= Consigna escrita =
Reproduce sin ningún cambio todo lo que va desde "Las místicas bodas" hasta "unión de Cristo con su Iglesia." en la homilía sobre la Sagrada Familia.

= Fragmento del texto =
• • • • •

PADRE JUAN CARLOS CERIANI: FIESTA DE LA SAGRADA FAMILIA 2020

FIESTA DE LA SAGRADA FAMILIA

Con ocasión de esta Fiesta de la Sagrada Familia, quisiera que la homilía sirviese a todos aquellos que ya han abrazado la vida matrimonial, así como también a los jóvenes que se preparan para formar un hogar.

Pues bien, para unos y otros, es necesario recordar, ante todo, que el Sacramento del Matrimonio es signo eficaz de los desposorios de Cristo con su Iglesia. Ahora bien, dicha boda se llevó a cabo sobre la Cruz; del costado abierto de Cristo «dormido» en la Cruz, cual otro Adán, nació la Iglesia, hueso de sus huesos y carne de su carne.

Las místicas bodas se celebraron sobre la Cruz; y la vida de la Iglesia, Esposa de Cristo, es vida de Cruz. Siempre el matrimonio cristiano, pero máxime hoy en día, debe ser celebrado con espíritu de Cruz, con espíritu de cruzados.

Decimos que con mayor razón en nuestros días porque, al abandonar el hombre la verdadera reli­gión, su doctrina y sus costumbres, el matrimonio ha sido degradado.

Por esto, abrazar, hoy, la vida matrimonial puede ser considerado como una vocación; como un llamado especial de Dios, a un hombre y a una mujer, para asumir las responsabilidades de ser, ante la sociedad apóstata moderna, signo de la unión de Cristo con su Iglesia.

• • • • •

= Extractos de datos =
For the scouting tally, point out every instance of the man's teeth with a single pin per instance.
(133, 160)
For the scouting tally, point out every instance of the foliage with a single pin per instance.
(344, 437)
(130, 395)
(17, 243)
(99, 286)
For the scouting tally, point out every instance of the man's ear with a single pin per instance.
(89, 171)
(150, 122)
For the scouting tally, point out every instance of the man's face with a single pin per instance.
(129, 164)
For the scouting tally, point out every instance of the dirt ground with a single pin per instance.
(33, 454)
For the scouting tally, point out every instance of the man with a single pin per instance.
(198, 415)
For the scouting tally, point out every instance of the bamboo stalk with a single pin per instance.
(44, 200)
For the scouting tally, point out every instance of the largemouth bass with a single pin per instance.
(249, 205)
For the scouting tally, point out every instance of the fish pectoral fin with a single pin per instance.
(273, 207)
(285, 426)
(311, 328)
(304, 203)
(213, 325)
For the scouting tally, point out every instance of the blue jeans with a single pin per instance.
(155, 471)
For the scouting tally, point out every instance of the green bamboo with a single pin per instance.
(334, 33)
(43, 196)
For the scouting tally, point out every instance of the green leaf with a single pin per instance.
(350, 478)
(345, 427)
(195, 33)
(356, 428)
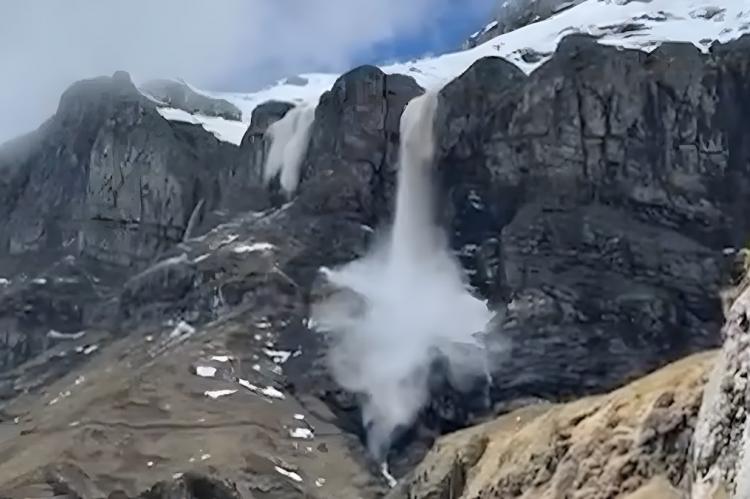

• • • • •

= Resultado =
Las místicas bodas se celebraron sobre la Cruz; y la vida de la Iglesia, Esposa de Cristo, es vida de Cruz. Siempre el matrimonio cristiano, pero máxime hoy en día, debe ser celebrado con espíritu de Cruz, con espíritu de cruzados.

Decimos que con mayor razón en nuestros días porque, al abandonar el hombre la verdadera reli­gión, su doctrina y sus costumbres, el matrimonio ha sido degradado.

Por esto, abrazar, hoy, la vida matrimonial puede ser considerado como una vocación; como un llamado especial de Dios, a un hombre y a una mujer, para asumir las responsabilidades de ser, ante la sociedad apóstata moderna, signo de la unión de Cristo con su Iglesia.